[Opening Extracted text section]

Professor Fired Over VA Tech Discussion

  1. Yahoo news published an article about a professor who was fired after a discussion (about the VA Tech shooting), in which he used a marker to mimick the firing of a gun.

    http://news.yahoo.com/s/ap/20070423/ap_on_re_us/professor_fired


    Here's a link to his youtube video:

    http://youtube.com/watch?v=X-cBKXyRvyM

    How do you feel about this?
     
  2. I think people should be allowed to discuss this.

    That professor shouldn't have been fired. (Maybe he should have the students that have a problem with that they could be excused.)


    The drama teacher that had her seventh and eighth grade students act out the actual shooting was a bit much. I could see her getting fired.
     
  3. In a private school atmosphere teachers can be fired much more easily. If the administration and even one student was offended they had grounds for firing. The key word here is private vs. public institution. And why was the finance prof. teaching about gun control? Maybe parents/admin. saw him as having a political agenda that does not belong in that particular class room...it is not a debate class.
     
  4. In both public and private institutions, politics is always in the classroom, it just tends to lean to the left (opp. of this case). I think the case is that people are extremely nervous and sensitive, and his enactment may have rubbed raw feelings.

[Closing Extracted text section]

*Brief 1*. Summarize the thread about the fired professor in two sentences.
*Brief 2*.
Answer these questions from the thread about the fired professor:
(a) What did the professor use to mimic the firing of a gun?
(b) What subject did the professor teach, according to the reply that asks about gun control?
(c) What grades were the students whom the drama teacher had act out the shooting?
Answer from the thread about the fired professor alone.

[Opening Extracted information section]

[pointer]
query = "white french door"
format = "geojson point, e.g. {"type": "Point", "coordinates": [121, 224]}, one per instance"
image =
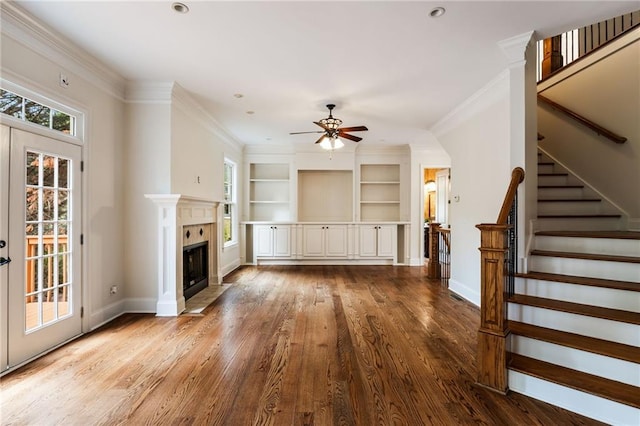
{"type": "Point", "coordinates": [40, 223]}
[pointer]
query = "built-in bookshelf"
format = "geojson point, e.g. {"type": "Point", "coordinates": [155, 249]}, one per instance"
{"type": "Point", "coordinates": [379, 192]}
{"type": "Point", "coordinates": [325, 195]}
{"type": "Point", "coordinates": [269, 198]}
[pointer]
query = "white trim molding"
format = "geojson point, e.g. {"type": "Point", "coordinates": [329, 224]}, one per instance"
{"type": "Point", "coordinates": [22, 27]}
{"type": "Point", "coordinates": [174, 212]}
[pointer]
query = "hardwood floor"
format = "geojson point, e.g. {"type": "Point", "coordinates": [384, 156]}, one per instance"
{"type": "Point", "coordinates": [299, 345]}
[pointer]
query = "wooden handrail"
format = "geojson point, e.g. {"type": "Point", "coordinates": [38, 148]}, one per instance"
{"type": "Point", "coordinates": [517, 176]}
{"type": "Point", "coordinates": [586, 122]}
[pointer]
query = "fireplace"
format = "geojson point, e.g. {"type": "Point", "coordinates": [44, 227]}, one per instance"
{"type": "Point", "coordinates": [185, 222]}
{"type": "Point", "coordinates": [195, 268]}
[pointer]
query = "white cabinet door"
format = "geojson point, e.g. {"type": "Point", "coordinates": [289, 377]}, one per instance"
{"type": "Point", "coordinates": [324, 241]}
{"type": "Point", "coordinates": [282, 241]}
{"type": "Point", "coordinates": [263, 240]}
{"type": "Point", "coordinates": [272, 240]}
{"type": "Point", "coordinates": [386, 240]}
{"type": "Point", "coordinates": [368, 240]}
{"type": "Point", "coordinates": [376, 240]}
{"type": "Point", "coordinates": [313, 240]}
{"type": "Point", "coordinates": [336, 241]}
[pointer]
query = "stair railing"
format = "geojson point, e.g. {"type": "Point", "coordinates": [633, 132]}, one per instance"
{"type": "Point", "coordinates": [584, 121]}
{"type": "Point", "coordinates": [439, 266]}
{"type": "Point", "coordinates": [498, 243]}
{"type": "Point", "coordinates": [558, 51]}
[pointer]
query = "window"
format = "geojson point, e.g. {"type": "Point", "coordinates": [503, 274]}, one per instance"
{"type": "Point", "coordinates": [34, 112]}
{"type": "Point", "coordinates": [229, 213]}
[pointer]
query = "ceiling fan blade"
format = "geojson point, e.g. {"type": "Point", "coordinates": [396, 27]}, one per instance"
{"type": "Point", "coordinates": [354, 129]}
{"type": "Point", "coordinates": [321, 125]}
{"type": "Point", "coordinates": [350, 137]}
{"type": "Point", "coordinates": [302, 133]}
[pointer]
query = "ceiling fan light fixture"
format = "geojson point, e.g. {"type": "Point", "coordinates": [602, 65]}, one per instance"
{"type": "Point", "coordinates": [331, 122]}
{"type": "Point", "coordinates": [437, 12]}
{"type": "Point", "coordinates": [180, 7]}
{"type": "Point", "coordinates": [330, 143]}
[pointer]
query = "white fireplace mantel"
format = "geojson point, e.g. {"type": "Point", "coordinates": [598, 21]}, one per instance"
{"type": "Point", "coordinates": [174, 212]}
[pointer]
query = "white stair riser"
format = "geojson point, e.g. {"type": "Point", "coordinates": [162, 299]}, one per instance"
{"type": "Point", "coordinates": [583, 403]}
{"type": "Point", "coordinates": [620, 271]}
{"type": "Point", "coordinates": [599, 328]}
{"type": "Point", "coordinates": [553, 180]}
{"type": "Point", "coordinates": [575, 359]}
{"type": "Point", "coordinates": [586, 295]}
{"type": "Point", "coordinates": [546, 168]}
{"type": "Point", "coordinates": [579, 224]}
{"type": "Point", "coordinates": [588, 245]}
{"type": "Point", "coordinates": [577, 207]}
{"type": "Point", "coordinates": [561, 192]}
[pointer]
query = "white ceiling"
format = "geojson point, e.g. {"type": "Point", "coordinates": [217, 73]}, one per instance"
{"type": "Point", "coordinates": [386, 64]}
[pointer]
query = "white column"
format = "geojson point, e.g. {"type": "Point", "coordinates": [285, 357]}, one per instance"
{"type": "Point", "coordinates": [170, 303]}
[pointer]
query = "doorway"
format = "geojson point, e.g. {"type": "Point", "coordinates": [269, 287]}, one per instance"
{"type": "Point", "coordinates": [435, 201]}
{"type": "Point", "coordinates": [40, 224]}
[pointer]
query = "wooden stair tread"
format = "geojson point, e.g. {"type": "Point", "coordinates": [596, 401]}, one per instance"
{"type": "Point", "coordinates": [630, 235]}
{"type": "Point", "coordinates": [561, 186]}
{"type": "Point", "coordinates": [579, 216]}
{"type": "Point", "coordinates": [568, 200]}
{"type": "Point", "coordinates": [589, 281]}
{"type": "Point", "coordinates": [577, 341]}
{"type": "Point", "coordinates": [605, 388]}
{"type": "Point", "coordinates": [586, 256]}
{"type": "Point", "coordinates": [576, 308]}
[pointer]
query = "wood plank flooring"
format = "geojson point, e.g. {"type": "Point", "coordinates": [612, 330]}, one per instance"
{"type": "Point", "coordinates": [294, 345]}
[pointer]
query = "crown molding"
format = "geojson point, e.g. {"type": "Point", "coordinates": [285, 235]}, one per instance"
{"type": "Point", "coordinates": [491, 92]}
{"type": "Point", "coordinates": [181, 98]}
{"type": "Point", "coordinates": [26, 30]}
{"type": "Point", "coordinates": [149, 92]}
{"type": "Point", "coordinates": [515, 48]}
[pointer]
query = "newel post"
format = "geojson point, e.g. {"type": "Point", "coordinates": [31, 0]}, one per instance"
{"type": "Point", "coordinates": [493, 333]}
{"type": "Point", "coordinates": [433, 267]}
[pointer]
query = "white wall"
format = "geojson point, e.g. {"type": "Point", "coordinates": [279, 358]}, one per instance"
{"type": "Point", "coordinates": [613, 101]}
{"type": "Point", "coordinates": [148, 165]}
{"type": "Point", "coordinates": [198, 150]}
{"type": "Point", "coordinates": [477, 138]}
{"type": "Point", "coordinates": [427, 155]}
{"type": "Point", "coordinates": [36, 64]}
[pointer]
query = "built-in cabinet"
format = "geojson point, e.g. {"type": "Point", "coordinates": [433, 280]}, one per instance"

[Closing Extracted information section]

*Reply 1*. The thread opens with a link to a Yahoo news article about a professor who was fired after a discussion of the VA Tech shooting in which he used a marker to mimic the firing of a gun. Replies say he shouldn't have been fired, argue that private schools can fire teachers more easily and question why a finance professor was teaching about gun control, and suggest that people are nervous and sensitive and his enactment may have rubbed raw feelings.

*Reply 2*.
(a) A marker.
(b) Finance.
(c) Seventh and eighth grade.